# [TASK DETAILS]
The answer must consist of every line in the records below that contains the string "silhouette".

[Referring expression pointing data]
◆ ◆ ◆ ◆
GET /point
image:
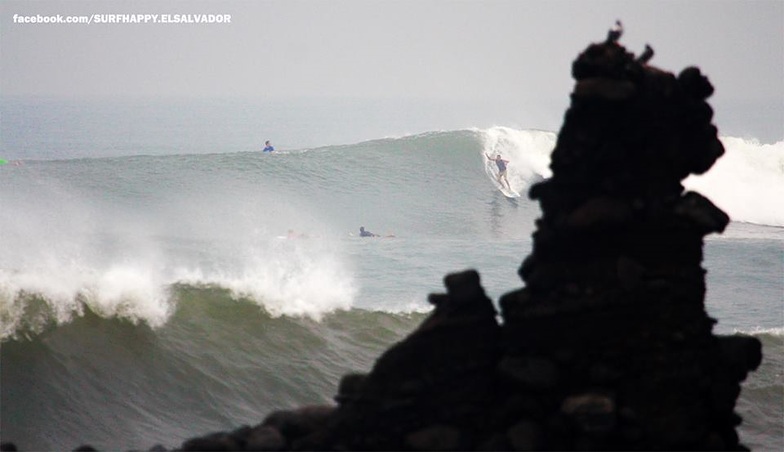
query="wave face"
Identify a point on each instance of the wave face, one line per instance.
(150, 298)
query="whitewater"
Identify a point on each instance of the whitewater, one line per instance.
(139, 279)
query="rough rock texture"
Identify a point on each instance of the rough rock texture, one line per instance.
(608, 346)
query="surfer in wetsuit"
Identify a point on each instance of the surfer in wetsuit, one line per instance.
(501, 164)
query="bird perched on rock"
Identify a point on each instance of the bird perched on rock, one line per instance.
(615, 32)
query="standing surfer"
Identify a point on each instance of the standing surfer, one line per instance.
(501, 164)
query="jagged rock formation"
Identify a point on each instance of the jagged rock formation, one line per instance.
(608, 346)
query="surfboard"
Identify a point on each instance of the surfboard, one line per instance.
(492, 173)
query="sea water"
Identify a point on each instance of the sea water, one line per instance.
(160, 278)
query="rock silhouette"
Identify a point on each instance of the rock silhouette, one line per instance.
◆ ◆ ◆ ◆
# [YOUR RESPONSE]
query="rock silhouette"
Identify a point on each instance of the rock silhouette, one line per instance.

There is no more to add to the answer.